He knew it was going to be close without checking on the Official World Golf Ranking math, and it was. Even with a late invitation to the Hero World Challenge in the Bahamas, where he finished 15th, Horschel slipped out of the top 50 in the world by the end of the year.
He goes into 2026 without an invitation to the Masters, and with no regrets that he didn’t add another tournament to try to assure being top 50 by the end of the year.
“Before Utah, I was thinking about playing Bermuda and Cabo (Mexico),” Horschel said at the Sony Open. “But I got what I needed out of my three events. I was trying to get back into the groove of things, see where my game was.”
And now?
“I’m betting on myself,” said Horschel, who has until the Houston Open to get back into the top 50. “My wife is always very honest. She said, ‘If you miss the Masters, and don’t qualify for The Players, you need to make sure you’re not second-guessing yourself.’ You make your decision, you make your bed. If I don’t make The Players or Masters, I’m not going to say I should have played.”
Horschel recalls a similar predicament at the end of 2023 when he was No. 63. He got off to a slow start and failed to reach the Masters. But he was willing to go to an opposite-field event in the Dominican Republic a week after the Masters. He won that, was runner-up at the British Open, won the BMW PGA Championship in England and ended the year at No. 16.

--------

### Written problem A
Write out the golf article word for word, starting at "He knew it was" and ending at "world by the end of the year.".
The golf article and the records come from separate sources and have no connection to each other.

### Data provided
--------

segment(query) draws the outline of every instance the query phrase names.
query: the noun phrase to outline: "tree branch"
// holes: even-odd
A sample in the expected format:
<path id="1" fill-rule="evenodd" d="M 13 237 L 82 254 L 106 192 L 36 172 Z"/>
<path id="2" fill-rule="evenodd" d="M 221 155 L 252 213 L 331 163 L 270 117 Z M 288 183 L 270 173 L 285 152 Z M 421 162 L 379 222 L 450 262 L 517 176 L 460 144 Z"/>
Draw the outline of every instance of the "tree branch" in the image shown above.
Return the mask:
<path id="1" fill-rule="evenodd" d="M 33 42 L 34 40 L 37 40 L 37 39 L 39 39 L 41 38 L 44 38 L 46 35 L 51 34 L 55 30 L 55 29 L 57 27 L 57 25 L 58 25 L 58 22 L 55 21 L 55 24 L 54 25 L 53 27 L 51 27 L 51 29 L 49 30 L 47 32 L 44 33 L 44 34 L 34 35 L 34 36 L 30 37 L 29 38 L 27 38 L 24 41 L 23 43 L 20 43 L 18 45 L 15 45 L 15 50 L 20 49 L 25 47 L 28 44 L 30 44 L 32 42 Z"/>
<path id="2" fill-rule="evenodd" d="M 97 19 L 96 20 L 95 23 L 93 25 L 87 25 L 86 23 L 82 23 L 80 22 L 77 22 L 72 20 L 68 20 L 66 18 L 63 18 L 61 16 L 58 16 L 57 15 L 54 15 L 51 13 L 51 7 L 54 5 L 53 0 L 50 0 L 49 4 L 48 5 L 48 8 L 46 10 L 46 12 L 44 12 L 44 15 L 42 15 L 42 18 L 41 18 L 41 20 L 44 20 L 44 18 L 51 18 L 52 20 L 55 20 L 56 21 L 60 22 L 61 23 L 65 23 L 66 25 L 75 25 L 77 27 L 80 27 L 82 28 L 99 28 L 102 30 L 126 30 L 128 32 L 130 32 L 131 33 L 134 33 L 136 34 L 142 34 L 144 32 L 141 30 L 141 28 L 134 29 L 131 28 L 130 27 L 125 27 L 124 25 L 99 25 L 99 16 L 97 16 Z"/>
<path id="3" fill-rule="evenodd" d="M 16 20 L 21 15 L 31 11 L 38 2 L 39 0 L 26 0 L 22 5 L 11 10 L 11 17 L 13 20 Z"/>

--------

### Written problem B
Substitute "fallen log" for "tree branch" throughout the records, and give all the records back with nothing else altered.

### Correct answer A
He knew it was going to be close without checking on the Official World Golf Ranking math, and it was. Even with a late invitation to the Hero World Challenge in the Bahamas, where he finished 15th, Horschel slipped out of the top 50 in the world by the end of the year.

### Correct answer B
segment(query) draws the outline of every instance the query phrase names.
query: the noun phrase to outline: "fallen log"
// holes: even-odd
A sample in the expected format:
<path id="1" fill-rule="evenodd" d="M 13 237 L 82 254 L 106 192 L 36 172 Z"/>
<path id="2" fill-rule="evenodd" d="M 221 155 L 252 213 L 331 163 L 270 117 Z M 288 183 L 270 173 L 285 152 Z M 421 162 L 379 222 L 450 262 L 517 176 L 460 144 Z"/>
Draw the outline of every instance of the "fallen log" in the image shown above.
Return the mask:
<path id="1" fill-rule="evenodd" d="M 33 42 L 34 40 L 37 40 L 37 39 L 39 39 L 41 38 L 44 38 L 46 35 L 51 34 L 55 30 L 55 29 L 57 27 L 57 25 L 58 25 L 58 22 L 55 21 L 55 24 L 54 25 L 53 27 L 51 27 L 51 29 L 49 30 L 47 32 L 44 33 L 44 34 L 34 35 L 34 36 L 30 37 L 29 38 L 27 38 L 24 41 L 23 43 L 20 43 L 18 45 L 15 45 L 15 50 L 20 49 L 25 47 L 28 44 L 30 44 L 32 42 Z"/>
<path id="2" fill-rule="evenodd" d="M 97 19 L 96 20 L 95 23 L 93 25 L 87 25 L 86 23 L 82 23 L 80 22 L 77 22 L 72 20 L 68 20 L 66 18 L 63 18 L 61 16 L 58 16 L 57 15 L 54 15 L 51 13 L 51 7 L 54 5 L 53 0 L 50 0 L 49 4 L 48 5 L 48 8 L 46 10 L 46 12 L 44 12 L 44 15 L 42 15 L 42 18 L 41 18 L 41 20 L 44 20 L 44 18 L 51 18 L 52 20 L 55 20 L 56 21 L 60 22 L 61 23 L 65 23 L 66 25 L 75 25 L 77 27 L 80 27 L 82 28 L 99 28 L 102 30 L 126 30 L 128 32 L 130 32 L 131 33 L 134 33 L 136 34 L 142 34 L 144 32 L 141 30 L 141 28 L 134 29 L 131 28 L 130 27 L 125 27 L 124 25 L 99 25 L 99 16 L 97 16 Z"/>
<path id="3" fill-rule="evenodd" d="M 16 20 L 21 15 L 31 11 L 38 2 L 39 0 L 26 0 L 22 5 L 11 10 L 11 17 L 13 20 Z"/>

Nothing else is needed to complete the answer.